**Aim**
Express each line of the material below as one string in a JSON list, omitting any blank lines.

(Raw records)
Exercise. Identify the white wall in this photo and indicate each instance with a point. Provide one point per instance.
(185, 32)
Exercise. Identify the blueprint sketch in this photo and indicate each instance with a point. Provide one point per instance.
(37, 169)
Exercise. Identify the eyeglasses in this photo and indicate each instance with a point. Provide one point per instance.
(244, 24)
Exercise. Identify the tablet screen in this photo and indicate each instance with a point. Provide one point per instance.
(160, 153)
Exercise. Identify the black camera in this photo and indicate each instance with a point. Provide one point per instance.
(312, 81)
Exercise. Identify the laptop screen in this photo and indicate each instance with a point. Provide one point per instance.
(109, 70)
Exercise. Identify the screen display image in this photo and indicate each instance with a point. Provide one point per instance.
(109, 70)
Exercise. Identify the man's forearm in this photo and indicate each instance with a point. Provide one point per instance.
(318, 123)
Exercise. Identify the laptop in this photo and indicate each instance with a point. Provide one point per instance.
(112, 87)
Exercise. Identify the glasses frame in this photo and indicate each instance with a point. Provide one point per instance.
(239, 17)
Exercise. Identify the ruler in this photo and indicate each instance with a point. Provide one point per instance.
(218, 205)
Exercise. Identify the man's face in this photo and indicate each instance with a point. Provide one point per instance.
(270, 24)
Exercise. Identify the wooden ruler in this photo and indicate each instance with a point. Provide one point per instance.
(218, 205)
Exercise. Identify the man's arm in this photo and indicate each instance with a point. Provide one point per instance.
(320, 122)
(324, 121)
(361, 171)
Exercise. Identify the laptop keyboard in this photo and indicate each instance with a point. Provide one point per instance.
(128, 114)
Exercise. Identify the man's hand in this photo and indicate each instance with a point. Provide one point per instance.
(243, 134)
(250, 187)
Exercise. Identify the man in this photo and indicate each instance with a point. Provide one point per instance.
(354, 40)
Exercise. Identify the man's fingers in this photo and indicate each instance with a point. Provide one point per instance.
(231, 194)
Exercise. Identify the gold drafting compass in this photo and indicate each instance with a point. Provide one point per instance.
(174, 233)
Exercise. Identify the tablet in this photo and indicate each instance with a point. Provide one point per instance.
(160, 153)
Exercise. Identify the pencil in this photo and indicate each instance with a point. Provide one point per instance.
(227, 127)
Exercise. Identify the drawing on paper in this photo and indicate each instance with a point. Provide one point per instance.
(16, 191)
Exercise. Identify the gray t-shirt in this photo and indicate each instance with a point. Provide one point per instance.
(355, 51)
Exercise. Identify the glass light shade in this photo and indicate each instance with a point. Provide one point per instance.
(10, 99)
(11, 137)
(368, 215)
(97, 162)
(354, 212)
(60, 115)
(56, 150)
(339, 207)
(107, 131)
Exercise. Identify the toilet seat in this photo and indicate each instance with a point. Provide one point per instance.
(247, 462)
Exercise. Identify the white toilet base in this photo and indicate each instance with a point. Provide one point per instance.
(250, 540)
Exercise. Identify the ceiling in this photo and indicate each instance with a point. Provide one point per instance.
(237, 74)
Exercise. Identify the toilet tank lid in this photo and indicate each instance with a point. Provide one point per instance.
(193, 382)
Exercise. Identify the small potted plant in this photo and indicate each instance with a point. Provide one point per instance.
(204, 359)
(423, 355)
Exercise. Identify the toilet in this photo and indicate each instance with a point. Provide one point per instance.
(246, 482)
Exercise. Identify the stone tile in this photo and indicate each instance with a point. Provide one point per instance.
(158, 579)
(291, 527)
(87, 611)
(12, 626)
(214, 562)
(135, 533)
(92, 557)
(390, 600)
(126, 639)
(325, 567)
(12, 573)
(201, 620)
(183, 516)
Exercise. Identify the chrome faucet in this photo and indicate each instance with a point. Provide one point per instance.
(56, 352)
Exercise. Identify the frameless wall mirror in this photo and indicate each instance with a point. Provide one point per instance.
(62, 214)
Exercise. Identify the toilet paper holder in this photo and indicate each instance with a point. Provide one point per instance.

**Result**
[
  "Exercise. Identify the white wall in this photo and indicate each instance with a point. Provide one point per instance.",
  "(185, 32)",
  "Exercise. Identify the blueprint sketch in this photo and indicate each instance with a point. Provide one point per instance.",
  "(37, 169)",
  "Exercise. Identify the eyeglasses in this photo and indicate each instance with a point. Provide one point per instance.",
  "(244, 24)",
  "Exercise. Identify the tablet screen in this photo and indicate each instance with a point. Provide one point per instance.",
  "(160, 153)",
  "Exercise. Identify the black camera in this photo and indicate each instance with a point. Provide one point per instance.",
  "(312, 81)",
  "Exercise. Identify the laptop screen in this photo and indicate each instance with a point. Provide one point per instance.",
  "(109, 70)",
  "Exercise. Identify the screen display image in this photo and indicate each instance with a point. Provide one point per instance.",
  "(109, 70)",
  "Exercise. Identify the man's forearm in this photo and indicate each instance with a point. Provide one point per instance.",
  "(318, 123)",
  "Exercise. Identify the laptop in this photo and indicate each instance with a point. Provide one point per instance.",
  "(112, 87)",
  "Exercise. Identify the glasses frame in this photo and indicate each instance with a point. Provide one point per instance.",
  "(239, 17)",
  "Exercise. Identify the ruler in this photo and indicate each instance with a point. Provide one point per instance.",
  "(218, 205)",
  "Exercise. Identify the man's face in this photo and indicate each instance with a point. Provide one point per instance.",
  "(270, 24)",
  "Exercise. Identify the wooden ruler in this photo and indicate each instance with a point. Provide one point per instance.",
  "(218, 205)",
  "Exercise. Identify the man's arm in this photo and indicate each instance with a point. Provide one point per instance.",
  "(320, 122)",
  "(324, 121)",
  "(361, 171)",
  "Exercise. Identify the laptop keyboard in this photo and indicate each instance with a point. Provide one point per instance.",
  "(128, 114)",
  "Exercise. Identify the man's hand in this photo and indicate each instance with a point. Provide one point per instance.",
  "(243, 134)",
  "(250, 187)",
  "Exercise. Identify the man in this photo and indicate each instance with a point. Provide one point per instance.",
  "(354, 40)",
  "Exercise. Identify the man's fingers in this photo and indicate each instance with a point. Provide one point per instance.",
  "(231, 194)",
  "Exercise. Identify the gold drafting compass in this photo and indicate each instance with a point. Provide one point per instance.",
  "(174, 233)",
  "Exercise. Identify the tablet in this photo and indicate each instance with a point. Provide one point per instance.",
  "(160, 153)",
  "Exercise. Identify the pencil in this photo and indicate each instance with a point. Provide one point per instance.",
  "(227, 127)",
  "Exercise. Identify the drawing on paper in this photo and indicate each instance with a point. Provide one point per instance.",
  "(16, 191)",
  "Exercise. Identify the gray t-shirt in this photo and indicate each instance with a point. Provide one point per instance.",
  "(355, 51)",
  "Exercise. Identify the glass light shade in this photo and indicate each instance with a point. Provide one point per instance.",
  "(10, 99)",
  "(11, 137)",
  "(368, 215)",
  "(97, 162)",
  "(354, 212)",
  "(60, 115)",
  "(56, 150)",
  "(339, 207)",
  "(107, 131)",
  "Exercise. Identify the toilet seat in this photo and indicate each instance with a point. Provide one point per instance.",
  "(247, 462)",
  "Exercise. Identify the white toilet base in this photo and indicate each instance with a point. Provide one point per instance.",
  "(250, 540)",
  "Exercise. Identify the ceiling in this photo and indicate each instance with a point. Provide one point per instance.",
  "(237, 74)",
  "Exercise. Identify the toilet tank lid in this photo and indicate each instance with a point. Provide one point per instance.",
  "(193, 382)",
  "Exercise. Identify the small potted plant in this photo and indicate each instance with a point. Provide one point per instance.",
  "(204, 359)",
  "(423, 355)",
  "Exercise. Identify the toilet in this photo and indicate each instance with a point. Provide one point per instance.",
  "(246, 482)",
  "Exercise. Identify the stone tile in this photo and indicate each instance with a point. Provide one point per instance.",
  "(158, 579)",
  "(291, 527)",
  "(87, 611)",
  "(12, 626)",
  "(214, 562)",
  "(135, 533)",
  "(92, 557)",
  "(390, 600)",
  "(126, 639)",
  "(325, 567)",
  "(12, 573)",
  "(201, 620)",
  "(183, 516)",
  "Exercise. Identify the chrome faucet in this photo and indicate each instance with a point. Provide one point per instance.",
  "(56, 352)",
  "Exercise. Identify the frameless wall mirror in this photo and indicate each instance with a point. Provide one point per instance.",
  "(62, 214)",
  "Exercise. Identify the toilet paper holder in this photo and indicate each instance with a point. Provide one point per instance."
]